#### PROBLEM REQUIREMENTS
Please change "single dot" to "single marker" everywhere it appears in the material below, and give all the lines back with nothing else altered.

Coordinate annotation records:

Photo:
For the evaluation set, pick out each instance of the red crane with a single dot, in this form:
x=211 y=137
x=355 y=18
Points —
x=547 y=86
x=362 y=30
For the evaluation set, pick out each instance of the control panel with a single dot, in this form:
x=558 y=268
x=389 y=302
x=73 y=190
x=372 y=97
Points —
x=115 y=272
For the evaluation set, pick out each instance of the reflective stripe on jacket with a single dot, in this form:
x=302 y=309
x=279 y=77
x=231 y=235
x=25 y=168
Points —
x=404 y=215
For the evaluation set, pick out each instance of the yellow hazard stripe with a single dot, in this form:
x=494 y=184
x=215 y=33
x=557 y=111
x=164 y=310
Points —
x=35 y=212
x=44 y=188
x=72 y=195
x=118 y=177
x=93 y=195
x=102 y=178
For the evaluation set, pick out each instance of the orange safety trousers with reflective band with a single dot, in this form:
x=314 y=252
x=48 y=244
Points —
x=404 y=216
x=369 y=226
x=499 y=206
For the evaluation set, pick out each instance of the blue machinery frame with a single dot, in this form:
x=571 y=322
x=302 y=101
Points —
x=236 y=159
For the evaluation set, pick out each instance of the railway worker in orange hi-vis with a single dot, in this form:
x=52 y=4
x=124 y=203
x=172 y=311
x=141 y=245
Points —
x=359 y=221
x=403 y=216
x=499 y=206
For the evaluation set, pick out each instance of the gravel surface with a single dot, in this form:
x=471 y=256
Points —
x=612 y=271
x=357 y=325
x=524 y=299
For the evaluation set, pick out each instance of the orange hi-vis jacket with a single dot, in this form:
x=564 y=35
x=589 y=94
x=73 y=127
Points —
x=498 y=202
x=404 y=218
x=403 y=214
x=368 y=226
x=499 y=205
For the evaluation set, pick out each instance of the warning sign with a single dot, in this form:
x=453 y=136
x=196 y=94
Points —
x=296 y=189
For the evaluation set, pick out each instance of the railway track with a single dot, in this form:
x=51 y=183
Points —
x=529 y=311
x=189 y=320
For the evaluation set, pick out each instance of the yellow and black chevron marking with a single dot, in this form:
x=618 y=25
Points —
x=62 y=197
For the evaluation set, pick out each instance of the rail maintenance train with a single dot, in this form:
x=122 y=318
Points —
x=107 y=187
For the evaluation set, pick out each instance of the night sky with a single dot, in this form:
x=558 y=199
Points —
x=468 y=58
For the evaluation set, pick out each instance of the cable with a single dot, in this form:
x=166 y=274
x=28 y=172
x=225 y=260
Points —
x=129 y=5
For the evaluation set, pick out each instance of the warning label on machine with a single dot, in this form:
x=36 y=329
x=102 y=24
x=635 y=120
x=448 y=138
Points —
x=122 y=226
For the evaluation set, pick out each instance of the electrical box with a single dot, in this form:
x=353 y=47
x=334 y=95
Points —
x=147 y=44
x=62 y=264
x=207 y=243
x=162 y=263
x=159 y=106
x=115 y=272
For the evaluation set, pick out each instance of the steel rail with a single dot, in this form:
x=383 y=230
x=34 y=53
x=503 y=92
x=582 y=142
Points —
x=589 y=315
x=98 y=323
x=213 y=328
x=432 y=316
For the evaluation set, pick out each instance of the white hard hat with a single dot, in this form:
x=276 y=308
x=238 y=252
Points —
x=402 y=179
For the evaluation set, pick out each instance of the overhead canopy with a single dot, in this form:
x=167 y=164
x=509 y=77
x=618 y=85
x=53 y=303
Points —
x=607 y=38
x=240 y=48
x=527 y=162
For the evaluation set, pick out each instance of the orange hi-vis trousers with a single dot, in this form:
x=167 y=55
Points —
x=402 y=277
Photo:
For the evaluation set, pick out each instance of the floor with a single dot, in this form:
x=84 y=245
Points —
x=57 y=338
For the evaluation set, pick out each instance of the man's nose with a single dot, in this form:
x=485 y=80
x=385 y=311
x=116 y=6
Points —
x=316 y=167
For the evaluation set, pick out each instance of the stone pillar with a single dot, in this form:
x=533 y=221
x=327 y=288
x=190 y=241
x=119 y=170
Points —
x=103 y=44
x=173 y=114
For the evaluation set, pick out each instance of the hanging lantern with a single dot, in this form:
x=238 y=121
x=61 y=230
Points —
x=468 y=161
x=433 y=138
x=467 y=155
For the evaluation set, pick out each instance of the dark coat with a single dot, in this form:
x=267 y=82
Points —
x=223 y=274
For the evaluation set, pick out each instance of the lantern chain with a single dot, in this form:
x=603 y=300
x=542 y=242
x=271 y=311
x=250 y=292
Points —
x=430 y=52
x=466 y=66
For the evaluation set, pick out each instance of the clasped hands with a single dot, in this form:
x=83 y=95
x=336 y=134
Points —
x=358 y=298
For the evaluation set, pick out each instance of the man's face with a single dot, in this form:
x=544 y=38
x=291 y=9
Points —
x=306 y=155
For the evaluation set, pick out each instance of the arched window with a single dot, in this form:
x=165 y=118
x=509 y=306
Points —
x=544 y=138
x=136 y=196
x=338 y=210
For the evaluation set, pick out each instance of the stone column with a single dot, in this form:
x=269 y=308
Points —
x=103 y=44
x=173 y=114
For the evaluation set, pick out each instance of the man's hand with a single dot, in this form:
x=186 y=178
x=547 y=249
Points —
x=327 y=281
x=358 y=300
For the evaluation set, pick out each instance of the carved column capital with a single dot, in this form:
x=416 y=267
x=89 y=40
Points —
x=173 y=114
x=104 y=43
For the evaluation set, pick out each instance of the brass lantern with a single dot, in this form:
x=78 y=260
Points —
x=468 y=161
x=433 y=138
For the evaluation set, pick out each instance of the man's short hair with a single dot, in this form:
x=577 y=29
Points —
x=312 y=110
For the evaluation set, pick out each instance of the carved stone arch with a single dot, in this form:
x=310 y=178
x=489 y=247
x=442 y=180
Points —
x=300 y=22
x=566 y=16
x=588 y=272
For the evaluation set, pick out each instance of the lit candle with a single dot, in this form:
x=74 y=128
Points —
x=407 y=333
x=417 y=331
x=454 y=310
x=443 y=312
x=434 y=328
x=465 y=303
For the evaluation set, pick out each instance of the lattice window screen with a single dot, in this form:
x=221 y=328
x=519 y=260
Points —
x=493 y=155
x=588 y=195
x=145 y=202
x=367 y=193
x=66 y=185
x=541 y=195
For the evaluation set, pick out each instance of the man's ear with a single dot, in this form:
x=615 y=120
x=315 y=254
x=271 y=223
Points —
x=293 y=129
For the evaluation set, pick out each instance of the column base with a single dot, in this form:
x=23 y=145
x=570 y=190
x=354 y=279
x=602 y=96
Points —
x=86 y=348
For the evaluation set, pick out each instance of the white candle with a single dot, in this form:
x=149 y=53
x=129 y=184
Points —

#### EXERCISE OUTPUT
Photo:
For the evaluation set, pick out each instance of the red crane with a single marker, in this form:
x=211 y=137
x=355 y=18
Points —
x=547 y=86
x=362 y=30
For the evaluation set, pick out each instance of the control panel with a single marker, in this form:
x=558 y=268
x=389 y=302
x=73 y=190
x=372 y=97
Points —
x=115 y=272
For the evaluation set, pick out each instance of the reflective stripe on jacket with a single marker, in this form:
x=302 y=309
x=279 y=77
x=231 y=235
x=25 y=168
Points —
x=404 y=215
For the evaluation set, pick out each instance of the yellow hazard stripe with a single marker, in this form:
x=494 y=184
x=215 y=33
x=557 y=111
x=164 y=310
Points —
x=35 y=212
x=44 y=188
x=72 y=195
x=118 y=177
x=93 y=195
x=102 y=178
For the evaluation set, pick out each instance of the orange safety trousers with reflective band with a single marker, in this form:
x=314 y=252
x=48 y=244
Points —
x=404 y=216
x=369 y=226
x=499 y=206
For the evaluation set, pick out each instance of the blue machinery frame with a single marker, in this form:
x=571 y=322
x=302 y=101
Points —
x=236 y=159
For the evaluation set, pick out each instance of the railway worker in orange hi-vis with a single marker, in this form:
x=52 y=4
x=124 y=203
x=172 y=311
x=141 y=245
Points —
x=359 y=221
x=403 y=216
x=499 y=206
For the evaluation set, pick out each instance of the gravel surface with a single marker, in this form:
x=471 y=256
Points —
x=612 y=271
x=357 y=325
x=524 y=299
For the evaluation set, pick out each instance of the orange hi-vis jacket with a single marker, in this form:
x=564 y=35
x=589 y=94
x=73 y=127
Points —
x=498 y=202
x=404 y=218
x=403 y=214
x=368 y=226
x=499 y=205
For the evaluation set, pick out each instance of the warning sign with a single marker, in this form:
x=453 y=136
x=196 y=94
Points —
x=296 y=189
For the evaluation set, pick out each instance of the railway track with a single marker, in this form:
x=51 y=183
Points —
x=529 y=311
x=189 y=320
For the evaluation set, pick out each instance of the yellow and black chevron marking with a single marker, in this form:
x=618 y=25
Points —
x=62 y=197
For the evaluation set, pick out each instance of the rail maintenance train with a single marker, in this form:
x=122 y=318
Points —
x=107 y=187
For the evaluation set, pick out each instance of the night sky with a single marker, in this form:
x=558 y=199
Points —
x=468 y=58
For the evaluation set, pick out each instance of the cable with a single marker, in this form:
x=166 y=274
x=28 y=172
x=225 y=260
Points —
x=129 y=5
For the evaluation set, pick out each instance of the warning label on machine with a single marker, in this form:
x=36 y=329
x=102 y=24
x=635 y=120
x=448 y=138
Points —
x=122 y=226
For the evaluation set, pick out each instance of the electrical box with a single marker, in this form:
x=353 y=47
x=334 y=95
Points —
x=147 y=44
x=62 y=264
x=207 y=243
x=162 y=263
x=159 y=106
x=115 y=272
For the evaluation set, pick out each instance of the steel rail with a single marker, in this form:
x=383 y=230
x=34 y=53
x=503 y=92
x=582 y=142
Points —
x=589 y=315
x=98 y=323
x=213 y=328
x=432 y=316
For the evaluation set, pick out each instance of the white hard hat with a single marker, in this form:
x=276 y=308
x=238 y=252
Points —
x=402 y=179
For the evaluation set, pick out each instance of the overhead canopy with a single marker, in this form:
x=167 y=164
x=509 y=77
x=618 y=85
x=53 y=303
Points —
x=607 y=38
x=240 y=48
x=527 y=162
For the evaluation set, pick out each instance of the orange hi-vis trousers with a single marker, in this form:
x=167 y=55
Points —
x=402 y=277
Photo:
For the evaluation set, pick out each instance of the floor with a single marker, in this form:
x=84 y=245
Points —
x=57 y=338
For the evaluation set, pick out each instance of the man's nose with a single marker, in this form:
x=485 y=80
x=385 y=311
x=116 y=6
Points —
x=316 y=167
For the evaluation set, pick out each instance of the stone pillar with a single marker, in this form:
x=533 y=221
x=327 y=288
x=190 y=241
x=119 y=170
Points —
x=103 y=44
x=173 y=114
For the evaluation set, pick out each instance of the hanging lantern with a single marker, in this form:
x=238 y=121
x=61 y=230
Points —
x=468 y=161
x=433 y=138
x=467 y=155
For the evaluation set, pick out each instance of the dark coat with a single marker, in this form:
x=267 y=82
Points —
x=223 y=274
For the evaluation set, pick out each instance of the lantern chain with a single marker, in this form:
x=603 y=300
x=542 y=242
x=271 y=311
x=250 y=292
Points —
x=430 y=52
x=466 y=66
For the evaluation set, pick out each instance of the clasped hands with a single marker, in this form:
x=83 y=95
x=336 y=134
Points —
x=358 y=298
For the evaluation set, pick out each instance of the man's face with a single marker, in this form:
x=544 y=38
x=291 y=9
Points —
x=306 y=155
For the evaluation set, pick out each instance of the arched window with a single marker, in this form:
x=165 y=118
x=509 y=306
Points —
x=544 y=138
x=136 y=196
x=338 y=210
For the evaluation set, pick out each instance of the stone column with a single marker, in this form:
x=269 y=308
Points —
x=103 y=44
x=173 y=114
For the evaluation set, pick out each instance of the man's hand with a single marker, in this form:
x=186 y=178
x=547 y=249
Points —
x=327 y=281
x=358 y=300
For the evaluation set, pick out each instance of the carved column capital with a single marker, in this form:
x=416 y=267
x=89 y=40
Points —
x=173 y=114
x=104 y=43
For the evaluation set, pick out each instance of the brass lantern with a single marker, in this form:
x=78 y=260
Points —
x=468 y=161
x=433 y=138
For the evaluation set, pick out each instance of the man's short hair with a single marker, in this form:
x=577 y=29
Points —
x=312 y=110
For the evaluation set, pick out each instance of the carved stone arch with a single marker, in this form:
x=310 y=178
x=489 y=247
x=442 y=180
Points —
x=300 y=22
x=566 y=16
x=588 y=272
For the evaluation set, pick out each instance of the lit candle with a single marker, in this form:
x=74 y=128
Points —
x=407 y=333
x=417 y=331
x=454 y=310
x=443 y=312
x=434 y=328
x=465 y=303
For the evaluation set, pick out each instance of the lattice window screen with a single marker, in this form:
x=221 y=328
x=519 y=260
Points —
x=493 y=155
x=588 y=195
x=145 y=202
x=367 y=193
x=66 y=185
x=541 y=195
For the evaluation set, pick out each instance of the man's ear with a single marker, in this form:
x=615 y=120
x=315 y=254
x=271 y=223
Points —
x=293 y=129
For the evaluation set, pick out each instance of the column base with a single marker, in this form:
x=23 y=145
x=570 y=190
x=354 y=279
x=602 y=96
Points —
x=86 y=348
For the evaluation set, pick out each instance of the white candle with a single marker, in this form:
x=149 y=53
x=129 y=184
Points —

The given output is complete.